MATERIAL PROVIDED.

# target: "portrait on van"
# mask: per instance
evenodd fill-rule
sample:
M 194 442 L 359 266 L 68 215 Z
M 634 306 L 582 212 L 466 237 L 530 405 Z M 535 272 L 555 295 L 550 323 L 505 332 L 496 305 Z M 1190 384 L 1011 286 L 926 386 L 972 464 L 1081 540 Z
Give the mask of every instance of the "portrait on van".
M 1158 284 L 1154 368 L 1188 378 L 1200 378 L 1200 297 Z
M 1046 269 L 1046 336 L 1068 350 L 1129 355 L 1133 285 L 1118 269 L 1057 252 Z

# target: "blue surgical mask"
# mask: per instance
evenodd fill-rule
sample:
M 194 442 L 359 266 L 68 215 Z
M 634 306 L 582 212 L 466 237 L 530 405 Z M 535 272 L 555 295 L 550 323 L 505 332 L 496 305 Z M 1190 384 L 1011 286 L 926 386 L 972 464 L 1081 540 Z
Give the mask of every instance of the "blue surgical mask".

INSTRUCTIONS TO FOLLOW.
So that nothing is lost, return the listing exactly and completely.

TASK RESULT.
# target: "portrait on van"
# mask: per instance
evenodd fill-rule
sample:
M 194 442 L 359 266 L 68 215 Z
M 634 306 L 582 212 L 466 237 L 530 405 Z M 535 272 L 555 295 L 550 323 L 505 332 L 496 305 Z M 1190 384 L 1011 286 L 926 386 L 972 464 L 1081 540 Z
Give the mask of every instance of the "portrait on van".
M 1158 284 L 1154 368 L 1188 378 L 1200 378 L 1200 297 Z
M 1046 269 L 1046 336 L 1068 350 L 1129 355 L 1133 285 L 1118 269 L 1057 252 Z

# target: "blue surgical mask"
# mask: per instance
evenodd fill-rule
sample:
M 194 442 L 359 266 L 68 215 Z
M 634 306 L 582 212 L 466 237 L 530 405 Z M 535 272 L 555 295 L 550 323 L 505 332 L 496 305 Z M 1190 384 L 1011 286 L 926 386 L 972 464 L 1081 540 Z
Give the mask of every instance of the "blue surgical mask".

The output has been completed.